Count the lines of the material below that contain the string "window" with matching case, and reply with that number alone.
— Start Stored rows —
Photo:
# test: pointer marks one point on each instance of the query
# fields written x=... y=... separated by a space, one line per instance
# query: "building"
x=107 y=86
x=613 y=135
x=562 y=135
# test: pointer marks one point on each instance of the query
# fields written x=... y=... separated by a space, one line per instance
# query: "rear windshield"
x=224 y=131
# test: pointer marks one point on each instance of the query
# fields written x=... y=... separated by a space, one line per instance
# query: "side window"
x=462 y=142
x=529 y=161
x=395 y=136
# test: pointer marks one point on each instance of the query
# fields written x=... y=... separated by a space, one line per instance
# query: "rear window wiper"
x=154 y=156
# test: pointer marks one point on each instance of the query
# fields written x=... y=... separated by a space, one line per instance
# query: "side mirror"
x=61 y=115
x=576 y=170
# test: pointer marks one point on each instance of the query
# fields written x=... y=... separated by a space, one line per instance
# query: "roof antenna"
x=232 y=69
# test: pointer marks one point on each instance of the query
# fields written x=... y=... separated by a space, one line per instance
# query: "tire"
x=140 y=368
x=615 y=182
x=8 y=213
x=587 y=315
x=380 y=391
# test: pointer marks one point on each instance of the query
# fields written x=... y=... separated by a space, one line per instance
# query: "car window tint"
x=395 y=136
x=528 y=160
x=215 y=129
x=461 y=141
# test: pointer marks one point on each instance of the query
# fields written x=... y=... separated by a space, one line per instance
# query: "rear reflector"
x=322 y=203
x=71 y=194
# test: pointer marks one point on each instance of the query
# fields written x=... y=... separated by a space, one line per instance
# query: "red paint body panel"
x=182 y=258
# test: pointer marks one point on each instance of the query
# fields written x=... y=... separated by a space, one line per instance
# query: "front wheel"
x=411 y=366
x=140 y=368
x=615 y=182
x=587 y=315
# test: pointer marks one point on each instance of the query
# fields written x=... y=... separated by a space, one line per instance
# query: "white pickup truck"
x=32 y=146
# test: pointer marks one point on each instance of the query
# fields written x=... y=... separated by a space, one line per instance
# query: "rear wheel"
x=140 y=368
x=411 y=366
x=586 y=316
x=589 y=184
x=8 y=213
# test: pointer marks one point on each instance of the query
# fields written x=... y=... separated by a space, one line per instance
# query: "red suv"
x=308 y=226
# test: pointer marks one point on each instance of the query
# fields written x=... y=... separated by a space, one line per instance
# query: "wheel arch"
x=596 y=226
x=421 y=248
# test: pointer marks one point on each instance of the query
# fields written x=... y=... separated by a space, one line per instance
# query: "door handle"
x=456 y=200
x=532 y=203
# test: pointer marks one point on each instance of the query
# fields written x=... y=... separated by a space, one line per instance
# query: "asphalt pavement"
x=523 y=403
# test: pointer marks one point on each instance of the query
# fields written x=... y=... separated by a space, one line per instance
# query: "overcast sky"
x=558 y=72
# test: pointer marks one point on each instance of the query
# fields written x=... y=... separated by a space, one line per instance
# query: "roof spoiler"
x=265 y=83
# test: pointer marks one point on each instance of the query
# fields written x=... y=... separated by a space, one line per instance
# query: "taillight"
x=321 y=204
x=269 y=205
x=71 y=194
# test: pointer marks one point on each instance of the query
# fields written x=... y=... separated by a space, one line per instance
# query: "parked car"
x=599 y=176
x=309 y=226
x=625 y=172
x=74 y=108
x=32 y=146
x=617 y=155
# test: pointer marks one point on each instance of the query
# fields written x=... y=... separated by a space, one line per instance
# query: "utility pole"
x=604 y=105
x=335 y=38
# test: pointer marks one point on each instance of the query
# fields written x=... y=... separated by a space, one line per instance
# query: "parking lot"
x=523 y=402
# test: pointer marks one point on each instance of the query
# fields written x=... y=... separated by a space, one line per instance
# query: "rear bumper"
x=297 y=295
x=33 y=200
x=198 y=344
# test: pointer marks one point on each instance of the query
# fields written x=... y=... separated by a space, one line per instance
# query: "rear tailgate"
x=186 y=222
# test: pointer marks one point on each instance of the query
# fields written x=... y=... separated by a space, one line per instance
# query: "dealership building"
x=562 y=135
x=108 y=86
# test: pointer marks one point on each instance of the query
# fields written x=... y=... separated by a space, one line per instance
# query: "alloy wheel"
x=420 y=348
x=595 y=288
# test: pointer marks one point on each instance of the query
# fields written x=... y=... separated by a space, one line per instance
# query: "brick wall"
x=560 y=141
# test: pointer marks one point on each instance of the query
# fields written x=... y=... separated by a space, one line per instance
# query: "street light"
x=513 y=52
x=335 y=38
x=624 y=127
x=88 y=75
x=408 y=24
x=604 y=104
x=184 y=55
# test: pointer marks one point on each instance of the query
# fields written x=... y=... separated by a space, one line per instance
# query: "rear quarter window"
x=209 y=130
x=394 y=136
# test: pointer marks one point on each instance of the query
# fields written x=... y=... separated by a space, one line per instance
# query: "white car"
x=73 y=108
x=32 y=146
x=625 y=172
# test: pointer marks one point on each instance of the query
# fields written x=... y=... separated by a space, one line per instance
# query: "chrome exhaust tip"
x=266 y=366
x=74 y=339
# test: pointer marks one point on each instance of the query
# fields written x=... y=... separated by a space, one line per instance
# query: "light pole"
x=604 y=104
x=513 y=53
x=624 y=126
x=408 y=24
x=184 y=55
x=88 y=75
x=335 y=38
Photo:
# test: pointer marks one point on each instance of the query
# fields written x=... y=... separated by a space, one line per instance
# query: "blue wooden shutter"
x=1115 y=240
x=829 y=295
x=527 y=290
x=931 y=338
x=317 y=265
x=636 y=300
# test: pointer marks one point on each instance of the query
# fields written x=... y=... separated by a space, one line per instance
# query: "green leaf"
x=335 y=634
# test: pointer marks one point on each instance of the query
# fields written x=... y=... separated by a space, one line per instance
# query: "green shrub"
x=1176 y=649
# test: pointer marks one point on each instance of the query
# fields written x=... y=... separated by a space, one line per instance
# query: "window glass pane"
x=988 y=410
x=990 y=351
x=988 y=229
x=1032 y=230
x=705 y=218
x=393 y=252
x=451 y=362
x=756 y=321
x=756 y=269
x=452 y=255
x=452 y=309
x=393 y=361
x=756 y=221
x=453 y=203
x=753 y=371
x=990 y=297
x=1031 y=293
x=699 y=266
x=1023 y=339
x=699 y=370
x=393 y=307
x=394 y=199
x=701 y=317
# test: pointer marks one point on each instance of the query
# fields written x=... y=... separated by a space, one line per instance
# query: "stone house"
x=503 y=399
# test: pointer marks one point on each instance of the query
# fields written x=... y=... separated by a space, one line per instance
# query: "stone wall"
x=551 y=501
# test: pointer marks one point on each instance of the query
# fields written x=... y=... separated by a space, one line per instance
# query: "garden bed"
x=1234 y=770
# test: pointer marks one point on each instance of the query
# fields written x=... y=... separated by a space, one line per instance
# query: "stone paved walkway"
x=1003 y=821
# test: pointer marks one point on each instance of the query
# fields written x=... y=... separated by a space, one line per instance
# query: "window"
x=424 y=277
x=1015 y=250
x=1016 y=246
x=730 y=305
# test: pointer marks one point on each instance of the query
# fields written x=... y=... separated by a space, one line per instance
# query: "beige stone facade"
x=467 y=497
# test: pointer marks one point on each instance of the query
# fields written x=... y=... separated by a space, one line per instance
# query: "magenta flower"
— End Stored rows —
Solution to this exercise: 6